- **Object position labeling data**:
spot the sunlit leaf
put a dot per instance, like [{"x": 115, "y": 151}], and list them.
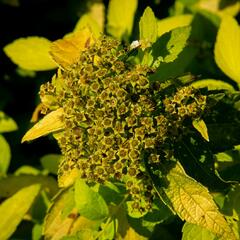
[
  {"x": 201, "y": 127},
  {"x": 168, "y": 24},
  {"x": 213, "y": 84},
  {"x": 5, "y": 155},
  {"x": 193, "y": 203},
  {"x": 220, "y": 7},
  {"x": 177, "y": 42},
  {"x": 88, "y": 21},
  {"x": 52, "y": 122},
  {"x": 192, "y": 231},
  {"x": 31, "y": 53},
  {"x": 37, "y": 232},
  {"x": 94, "y": 19},
  {"x": 227, "y": 48},
  {"x": 7, "y": 124},
  {"x": 51, "y": 162},
  {"x": 148, "y": 27},
  {"x": 86, "y": 198},
  {"x": 66, "y": 51},
  {"x": 11, "y": 184},
  {"x": 120, "y": 18},
  {"x": 14, "y": 208},
  {"x": 25, "y": 169},
  {"x": 59, "y": 222}
]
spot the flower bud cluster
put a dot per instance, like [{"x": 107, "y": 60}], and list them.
[{"x": 112, "y": 117}]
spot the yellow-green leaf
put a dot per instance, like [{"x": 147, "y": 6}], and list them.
[
  {"x": 52, "y": 122},
  {"x": 213, "y": 84},
  {"x": 31, "y": 53},
  {"x": 219, "y": 7},
  {"x": 148, "y": 26},
  {"x": 11, "y": 184},
  {"x": 5, "y": 155},
  {"x": 94, "y": 19},
  {"x": 193, "y": 203},
  {"x": 168, "y": 24},
  {"x": 88, "y": 21},
  {"x": 66, "y": 51},
  {"x": 201, "y": 127},
  {"x": 7, "y": 124},
  {"x": 14, "y": 208},
  {"x": 227, "y": 48},
  {"x": 121, "y": 17},
  {"x": 62, "y": 218},
  {"x": 193, "y": 231}
]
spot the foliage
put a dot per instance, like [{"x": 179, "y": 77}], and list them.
[{"x": 147, "y": 131}]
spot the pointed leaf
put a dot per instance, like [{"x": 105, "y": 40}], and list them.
[
  {"x": 121, "y": 17},
  {"x": 88, "y": 21},
  {"x": 11, "y": 184},
  {"x": 7, "y": 124},
  {"x": 193, "y": 203},
  {"x": 51, "y": 162},
  {"x": 52, "y": 122},
  {"x": 170, "y": 23},
  {"x": 31, "y": 53},
  {"x": 213, "y": 84},
  {"x": 148, "y": 27},
  {"x": 193, "y": 231},
  {"x": 90, "y": 204},
  {"x": 94, "y": 19},
  {"x": 227, "y": 48},
  {"x": 14, "y": 208},
  {"x": 62, "y": 218},
  {"x": 5, "y": 155},
  {"x": 201, "y": 127},
  {"x": 177, "y": 43},
  {"x": 66, "y": 51}
]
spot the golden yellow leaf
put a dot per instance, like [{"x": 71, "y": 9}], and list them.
[
  {"x": 168, "y": 24},
  {"x": 31, "y": 53},
  {"x": 67, "y": 51},
  {"x": 201, "y": 127},
  {"x": 68, "y": 177},
  {"x": 227, "y": 48},
  {"x": 52, "y": 122}
]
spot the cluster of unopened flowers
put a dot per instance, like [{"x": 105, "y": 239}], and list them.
[{"x": 115, "y": 119}]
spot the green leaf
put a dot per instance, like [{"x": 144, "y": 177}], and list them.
[
  {"x": 11, "y": 184},
  {"x": 90, "y": 204},
  {"x": 7, "y": 124},
  {"x": 62, "y": 218},
  {"x": 167, "y": 24},
  {"x": 88, "y": 21},
  {"x": 192, "y": 231},
  {"x": 31, "y": 53},
  {"x": 93, "y": 19},
  {"x": 25, "y": 169},
  {"x": 213, "y": 84},
  {"x": 52, "y": 122},
  {"x": 177, "y": 42},
  {"x": 193, "y": 203},
  {"x": 227, "y": 48},
  {"x": 167, "y": 48},
  {"x": 201, "y": 127},
  {"x": 148, "y": 27},
  {"x": 50, "y": 162},
  {"x": 120, "y": 18},
  {"x": 37, "y": 232},
  {"x": 5, "y": 155},
  {"x": 14, "y": 208}
]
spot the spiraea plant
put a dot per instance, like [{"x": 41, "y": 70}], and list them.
[
  {"x": 140, "y": 137},
  {"x": 116, "y": 120}
]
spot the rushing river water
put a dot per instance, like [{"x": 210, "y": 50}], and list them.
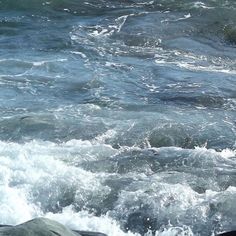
[{"x": 119, "y": 116}]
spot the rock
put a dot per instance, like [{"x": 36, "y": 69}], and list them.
[
  {"x": 42, "y": 227},
  {"x": 230, "y": 33}
]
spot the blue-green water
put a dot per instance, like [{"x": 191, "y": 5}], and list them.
[{"x": 119, "y": 116}]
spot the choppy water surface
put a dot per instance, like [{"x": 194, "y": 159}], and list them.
[{"x": 119, "y": 116}]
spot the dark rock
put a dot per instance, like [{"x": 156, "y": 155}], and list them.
[
  {"x": 42, "y": 227},
  {"x": 230, "y": 33}
]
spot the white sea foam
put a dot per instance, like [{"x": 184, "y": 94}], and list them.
[{"x": 37, "y": 175}]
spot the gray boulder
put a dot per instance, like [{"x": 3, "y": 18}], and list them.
[{"x": 42, "y": 227}]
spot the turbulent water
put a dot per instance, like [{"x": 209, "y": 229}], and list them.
[{"x": 119, "y": 116}]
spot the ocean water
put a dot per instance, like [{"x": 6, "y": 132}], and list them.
[{"x": 119, "y": 116}]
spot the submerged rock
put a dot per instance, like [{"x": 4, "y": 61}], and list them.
[
  {"x": 42, "y": 227},
  {"x": 230, "y": 33}
]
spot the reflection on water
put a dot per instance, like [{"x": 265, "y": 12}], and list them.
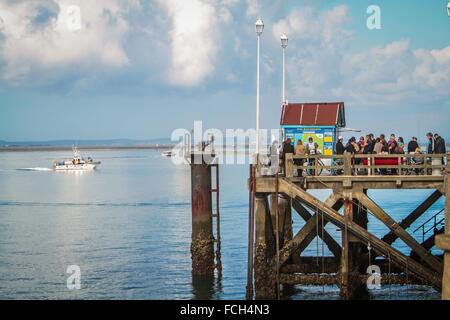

- **AIM OF THE EXERCISE**: Duplicate the data word for word, beginning at the line that contains "spot the gray boulder" and continuing through the last line of the data. Leave the pictures out of your copy.

- **THE RESULT**:
spot the gray boulder
put a dot per instance, like [{"x": 3, "y": 18}], and list them.
[{"x": 42, "y": 227}]
spot the turbulent water
put a dot per instance, like [{"x": 209, "y": 229}], and list them.
[{"x": 119, "y": 116}]
spot the ocean water
put a dot per instance, like [{"x": 6, "y": 132}], and list them.
[{"x": 119, "y": 116}]
spot the submerged rock
put a dot per instance, like [{"x": 4, "y": 61}], and list them.
[
  {"x": 42, "y": 227},
  {"x": 230, "y": 33}
]
spot the reflection on water
put a dot per instance, like [{"x": 265, "y": 12}], and list them.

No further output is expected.